Could you give all of these records again, requests included, with every coordinate in the answers scaled by 0.6 and rounded to the nearest whole number, halves going up? Leave the pictures out of what you return.

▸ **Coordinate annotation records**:

• • • • • • •

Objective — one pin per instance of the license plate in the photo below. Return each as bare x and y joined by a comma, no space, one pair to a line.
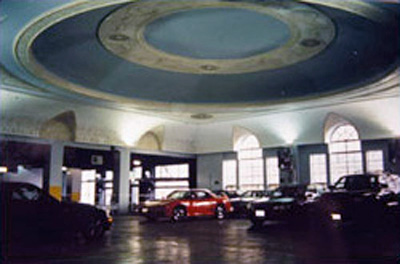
260,213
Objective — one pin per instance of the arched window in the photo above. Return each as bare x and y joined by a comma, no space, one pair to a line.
250,163
344,152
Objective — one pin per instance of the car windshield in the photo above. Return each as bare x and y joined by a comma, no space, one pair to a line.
178,195
288,192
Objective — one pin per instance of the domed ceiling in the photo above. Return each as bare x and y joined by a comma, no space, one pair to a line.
202,55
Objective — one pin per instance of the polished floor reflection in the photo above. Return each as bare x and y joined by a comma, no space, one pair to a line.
134,240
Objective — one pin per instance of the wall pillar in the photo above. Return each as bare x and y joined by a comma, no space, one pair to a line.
56,163
123,180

• • • • • • •

▸ **Answer for the task**:
Objective — one pin per instance of the license plate in the photo below. Return each as bare x and y joined by a comma, no space, one pair to a line.
156,128
Objective — one pin per instance of the arched window in the photo above. Return each as bare x and y joined by a comma, no space, one pair to a line.
150,98
206,91
Objective — one pin per instance of the car windshield in the photo above. Return each as bare x and y joined by a comma, no space, one pair to a line.
107,117
173,115
Objective — one pin per instance of the domed ceiling in the photo above. Return each as bare x and y joined by a comma, no space, one pair to a line.
121,33
Objective — one pin per instance of the polished floor reflection in the photo above. Return each as bare x and y joined by a comma, no space, one pair to a line.
80,144
Objective — one pin per instance of the wall pillar in the photo above. Return each as bare x and y joined by a comma, no space, one pair to a line.
34,98
74,108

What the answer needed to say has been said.